- [PASSAGE SHOWN]
● ● ● ●

But sometimes we have some information, for instance, we may know (or have an estimate) of the mean of the distribution ($$\mu$$). That adds one more constraint to the optimization problem, and one more Lagrange multiplier $$\lambda_{\mu}>0$$. Given

$$L = \int_y p(y) \log\frac{1}{p(y)} dy -\lambda \left(\int_y p(y) dy - 1\right) -\lambda_{\mu} \left(\int_y y p(y) dy - \mu\right),$$

we want to calculate the $$p(x)$$ that optimizes $$L$$, $$\left.\frac{d L}{d p(x)}\right|_{p(x)=p^\ast(x)} = 0$$

That is, $$\log\frac{1}{p^{\ast}(x)} - 1 - \lambda -\lambda_{\mu} x = 0,$$ or $$p^{\ast}(x) = e^{-(1+\lambda + x\lambda_{\mu})}.$$

We can eliminate $$\lambda$$ and $$\lambda_{\mu}$$ using the two constraints again.

Using the normalization condition, we obtain, $$e^{-(1+\lambda)} = \frac{1}{\int_x e^{-x\lambda_{\mu}} dx},$$ then the maximum-entropy distribution $$p^{\ast}(x) = \frac{e^{-x\lambda_{\mu}}}{\int_y e^{-y\lambda_{\mu}} dy},$$ that is the exponential distribution.

The value of $$\lambda_{\mu}$$ can be determined using the condition $$\mu \equiv \int_x x p^{\ast}(x) dx = \frac{\int_x x e^{-x\lambda_{\mu}} dx}{\int_y e^{-y\lambda_{\mu}} dy}.$$

So far, we have said nothing about the range of x. This equation has a solution only if all $$x$$ are positive.

● ● ● ●

- [DATA TO EXAMINE]

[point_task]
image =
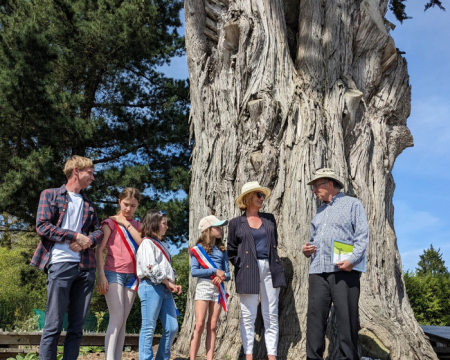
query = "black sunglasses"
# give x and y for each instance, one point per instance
(260, 195)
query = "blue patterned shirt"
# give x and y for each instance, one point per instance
(343, 218)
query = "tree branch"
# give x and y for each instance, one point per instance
(116, 156)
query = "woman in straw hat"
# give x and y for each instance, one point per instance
(252, 249)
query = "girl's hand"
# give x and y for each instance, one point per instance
(120, 219)
(221, 274)
(179, 289)
(102, 284)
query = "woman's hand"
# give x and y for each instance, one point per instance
(120, 219)
(102, 284)
(176, 289)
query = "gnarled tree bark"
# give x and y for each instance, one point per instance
(279, 89)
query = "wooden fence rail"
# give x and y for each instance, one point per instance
(10, 341)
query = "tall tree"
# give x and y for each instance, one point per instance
(81, 77)
(431, 263)
(279, 89)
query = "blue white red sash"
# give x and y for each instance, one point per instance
(166, 254)
(132, 247)
(163, 249)
(205, 261)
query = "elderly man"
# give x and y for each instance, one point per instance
(69, 229)
(340, 218)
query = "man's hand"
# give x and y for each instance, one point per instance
(74, 246)
(344, 265)
(308, 250)
(83, 241)
(221, 274)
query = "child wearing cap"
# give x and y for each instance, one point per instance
(209, 263)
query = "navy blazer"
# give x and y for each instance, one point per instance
(241, 251)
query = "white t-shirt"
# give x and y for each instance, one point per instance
(73, 220)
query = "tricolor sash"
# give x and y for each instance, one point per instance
(206, 263)
(166, 254)
(132, 247)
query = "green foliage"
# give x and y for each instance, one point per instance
(428, 289)
(398, 8)
(18, 297)
(29, 356)
(81, 77)
(429, 297)
(431, 263)
(85, 350)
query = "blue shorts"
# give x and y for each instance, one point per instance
(119, 278)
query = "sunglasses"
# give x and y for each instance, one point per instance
(260, 195)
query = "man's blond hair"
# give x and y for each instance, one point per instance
(76, 161)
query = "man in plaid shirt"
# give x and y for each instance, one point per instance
(343, 218)
(69, 230)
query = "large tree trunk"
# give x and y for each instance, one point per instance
(278, 90)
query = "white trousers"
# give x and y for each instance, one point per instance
(269, 309)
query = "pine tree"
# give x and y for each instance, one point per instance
(431, 263)
(81, 77)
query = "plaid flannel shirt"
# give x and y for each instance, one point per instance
(52, 208)
(343, 218)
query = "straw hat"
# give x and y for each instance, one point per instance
(210, 221)
(249, 187)
(326, 173)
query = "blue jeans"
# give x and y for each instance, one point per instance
(156, 301)
(68, 288)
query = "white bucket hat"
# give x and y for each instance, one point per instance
(326, 173)
(210, 221)
(249, 187)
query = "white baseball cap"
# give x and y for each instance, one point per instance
(209, 221)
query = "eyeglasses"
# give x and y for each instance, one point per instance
(317, 185)
(260, 195)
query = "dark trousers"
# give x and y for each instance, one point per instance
(68, 288)
(341, 288)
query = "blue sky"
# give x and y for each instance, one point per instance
(421, 173)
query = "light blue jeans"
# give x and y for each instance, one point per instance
(156, 301)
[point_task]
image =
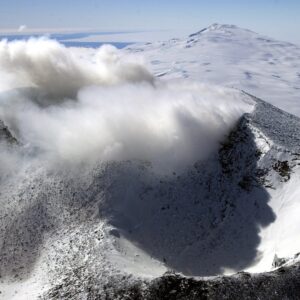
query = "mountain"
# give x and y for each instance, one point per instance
(226, 227)
(237, 210)
(234, 57)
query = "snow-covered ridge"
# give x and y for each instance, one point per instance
(231, 56)
(229, 213)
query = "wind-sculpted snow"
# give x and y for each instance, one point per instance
(107, 107)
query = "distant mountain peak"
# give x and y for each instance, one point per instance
(219, 27)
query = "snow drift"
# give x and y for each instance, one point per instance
(107, 106)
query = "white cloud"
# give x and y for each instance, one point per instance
(22, 28)
(109, 107)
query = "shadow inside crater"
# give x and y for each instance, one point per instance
(201, 222)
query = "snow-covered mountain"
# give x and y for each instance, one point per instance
(235, 57)
(120, 229)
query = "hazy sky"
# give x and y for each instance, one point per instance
(277, 18)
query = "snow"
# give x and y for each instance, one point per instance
(236, 209)
(234, 57)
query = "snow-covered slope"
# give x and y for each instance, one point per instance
(92, 227)
(234, 211)
(235, 57)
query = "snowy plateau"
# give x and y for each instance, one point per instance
(165, 170)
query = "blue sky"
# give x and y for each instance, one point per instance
(277, 18)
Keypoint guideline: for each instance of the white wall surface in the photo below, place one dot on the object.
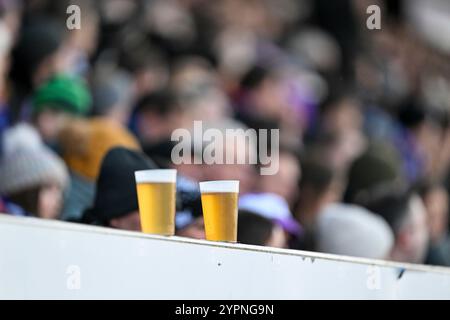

● ● ● ●

- [EXPLORE THE MATERIAL]
1. Answer the following from the maximum-entropy passage:
(a) Which quantity is assumed known, adding a constraint and a second Lagrange multiplier?
(b) What distribution does the maximum-entropy solution turn out to be?
(c) Under what condition does the equation for the multiplier tied to the mean have a solution?
2. Duplicate the stretch of the maximum-entropy passage from "We can eliminate" through "the exponential distribution.".

- [EXERCISE RESULTS]
1.
(a) The mean of the distribution (μ), either known or estimated.
(b) The exponential distribution.
(c) Only if all x are positive.

2.
We can eliminate $$\lambda$$ and $$\lambda_{\mu}$$ using the two constraints again.

Using the normalization condition, we obtain, $$e^{-(1+\lambda)} = \frac{1}{\int_x e^{-x\lambda_{\mu}} dx},$$ then the maximum-entropy distribution $$p^{\ast}(x) = \frac{e^{-x\lambda_{\mu}}}{\int_y e^{-y\lambda_{\mu}} dy},$$ that is the exponential distribution.